- **How to complete this task**
One figure is wanted here: how many lines in the entries hold the word "blonde".

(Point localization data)

□ □ □

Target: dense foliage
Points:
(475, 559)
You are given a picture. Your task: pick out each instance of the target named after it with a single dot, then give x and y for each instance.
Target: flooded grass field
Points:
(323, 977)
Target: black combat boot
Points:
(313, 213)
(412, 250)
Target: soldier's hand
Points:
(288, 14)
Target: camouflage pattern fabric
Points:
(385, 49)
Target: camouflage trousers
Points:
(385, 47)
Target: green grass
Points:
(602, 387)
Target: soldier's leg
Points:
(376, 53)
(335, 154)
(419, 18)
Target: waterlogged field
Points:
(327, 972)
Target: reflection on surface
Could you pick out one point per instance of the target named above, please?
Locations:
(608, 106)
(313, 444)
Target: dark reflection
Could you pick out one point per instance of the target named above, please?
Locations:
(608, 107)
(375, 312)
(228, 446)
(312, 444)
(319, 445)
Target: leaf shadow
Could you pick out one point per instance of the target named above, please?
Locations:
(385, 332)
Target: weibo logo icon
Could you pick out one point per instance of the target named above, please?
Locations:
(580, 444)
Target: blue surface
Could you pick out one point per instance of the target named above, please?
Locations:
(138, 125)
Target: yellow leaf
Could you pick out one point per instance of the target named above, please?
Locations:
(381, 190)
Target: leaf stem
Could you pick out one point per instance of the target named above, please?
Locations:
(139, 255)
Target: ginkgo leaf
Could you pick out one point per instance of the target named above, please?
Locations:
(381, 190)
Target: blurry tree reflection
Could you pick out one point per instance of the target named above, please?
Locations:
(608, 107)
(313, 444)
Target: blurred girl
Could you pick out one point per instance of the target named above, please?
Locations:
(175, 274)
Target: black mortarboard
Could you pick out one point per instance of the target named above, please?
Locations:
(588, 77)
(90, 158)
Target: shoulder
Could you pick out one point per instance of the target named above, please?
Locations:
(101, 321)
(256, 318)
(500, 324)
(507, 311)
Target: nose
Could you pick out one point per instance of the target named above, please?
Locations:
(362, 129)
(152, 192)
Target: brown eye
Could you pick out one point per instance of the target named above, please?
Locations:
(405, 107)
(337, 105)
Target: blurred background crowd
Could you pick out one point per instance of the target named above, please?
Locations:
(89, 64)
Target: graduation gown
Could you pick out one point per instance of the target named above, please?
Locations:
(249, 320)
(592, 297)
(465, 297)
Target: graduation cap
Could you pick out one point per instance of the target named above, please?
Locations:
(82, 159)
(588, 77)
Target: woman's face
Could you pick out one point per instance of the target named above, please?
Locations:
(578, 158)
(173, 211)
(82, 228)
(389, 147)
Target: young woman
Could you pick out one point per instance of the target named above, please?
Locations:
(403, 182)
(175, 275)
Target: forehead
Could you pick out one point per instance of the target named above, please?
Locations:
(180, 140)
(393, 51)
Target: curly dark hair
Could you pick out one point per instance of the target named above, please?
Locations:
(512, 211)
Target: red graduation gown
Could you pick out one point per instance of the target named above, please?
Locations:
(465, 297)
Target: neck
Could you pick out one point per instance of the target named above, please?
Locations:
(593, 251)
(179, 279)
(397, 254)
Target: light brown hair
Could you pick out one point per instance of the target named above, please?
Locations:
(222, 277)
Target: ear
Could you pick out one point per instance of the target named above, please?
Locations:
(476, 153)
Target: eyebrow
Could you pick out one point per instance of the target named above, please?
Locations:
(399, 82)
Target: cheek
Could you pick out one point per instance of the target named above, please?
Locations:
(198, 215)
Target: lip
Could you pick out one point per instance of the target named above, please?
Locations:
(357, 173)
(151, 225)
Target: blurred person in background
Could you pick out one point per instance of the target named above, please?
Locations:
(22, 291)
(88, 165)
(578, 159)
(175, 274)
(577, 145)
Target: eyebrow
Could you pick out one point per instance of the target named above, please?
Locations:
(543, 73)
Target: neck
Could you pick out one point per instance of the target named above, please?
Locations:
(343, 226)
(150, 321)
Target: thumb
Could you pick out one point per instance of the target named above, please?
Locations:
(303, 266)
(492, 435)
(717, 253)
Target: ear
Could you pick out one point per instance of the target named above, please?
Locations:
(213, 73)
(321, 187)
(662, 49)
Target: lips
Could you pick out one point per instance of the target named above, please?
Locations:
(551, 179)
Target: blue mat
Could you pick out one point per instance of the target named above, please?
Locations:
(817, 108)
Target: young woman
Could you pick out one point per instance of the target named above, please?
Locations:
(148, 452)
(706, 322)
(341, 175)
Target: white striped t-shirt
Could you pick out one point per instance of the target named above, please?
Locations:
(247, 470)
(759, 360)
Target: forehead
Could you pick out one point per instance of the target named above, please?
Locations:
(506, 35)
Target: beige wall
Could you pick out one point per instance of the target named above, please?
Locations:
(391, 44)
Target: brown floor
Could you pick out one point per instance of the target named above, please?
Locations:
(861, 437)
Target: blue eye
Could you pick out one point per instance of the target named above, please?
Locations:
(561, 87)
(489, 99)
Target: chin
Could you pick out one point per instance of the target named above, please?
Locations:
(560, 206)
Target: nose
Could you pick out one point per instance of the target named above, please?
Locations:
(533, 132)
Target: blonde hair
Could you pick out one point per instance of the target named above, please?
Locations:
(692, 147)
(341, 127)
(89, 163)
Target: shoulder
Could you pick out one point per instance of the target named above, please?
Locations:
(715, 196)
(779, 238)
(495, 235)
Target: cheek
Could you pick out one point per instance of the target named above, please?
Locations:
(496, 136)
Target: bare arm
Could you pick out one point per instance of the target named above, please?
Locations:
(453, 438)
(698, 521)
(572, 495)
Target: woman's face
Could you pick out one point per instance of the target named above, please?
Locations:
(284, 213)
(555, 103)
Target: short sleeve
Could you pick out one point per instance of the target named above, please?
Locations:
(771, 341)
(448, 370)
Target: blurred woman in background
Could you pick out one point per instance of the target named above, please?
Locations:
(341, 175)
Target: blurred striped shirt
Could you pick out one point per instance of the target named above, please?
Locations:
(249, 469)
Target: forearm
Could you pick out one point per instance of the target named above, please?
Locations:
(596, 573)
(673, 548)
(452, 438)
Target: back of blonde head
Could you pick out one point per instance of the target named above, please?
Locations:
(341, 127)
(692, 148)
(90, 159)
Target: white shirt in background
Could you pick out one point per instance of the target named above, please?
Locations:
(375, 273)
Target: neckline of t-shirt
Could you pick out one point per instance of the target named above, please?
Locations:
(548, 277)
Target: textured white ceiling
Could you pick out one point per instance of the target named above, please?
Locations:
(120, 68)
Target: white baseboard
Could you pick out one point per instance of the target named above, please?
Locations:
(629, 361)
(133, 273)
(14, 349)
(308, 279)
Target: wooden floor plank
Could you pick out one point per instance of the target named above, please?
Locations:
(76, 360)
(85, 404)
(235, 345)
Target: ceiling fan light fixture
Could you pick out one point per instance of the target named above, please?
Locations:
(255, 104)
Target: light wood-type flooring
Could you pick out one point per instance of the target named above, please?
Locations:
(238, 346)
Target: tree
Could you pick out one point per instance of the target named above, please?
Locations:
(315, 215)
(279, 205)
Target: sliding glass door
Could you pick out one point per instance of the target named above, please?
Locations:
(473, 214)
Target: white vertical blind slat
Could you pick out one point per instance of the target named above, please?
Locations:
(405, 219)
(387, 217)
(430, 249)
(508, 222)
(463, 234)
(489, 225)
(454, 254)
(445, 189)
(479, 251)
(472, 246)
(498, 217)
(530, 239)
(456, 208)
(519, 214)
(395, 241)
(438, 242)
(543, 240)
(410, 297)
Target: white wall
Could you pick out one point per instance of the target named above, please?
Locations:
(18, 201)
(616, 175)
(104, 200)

□ □ □

- **Reply**
2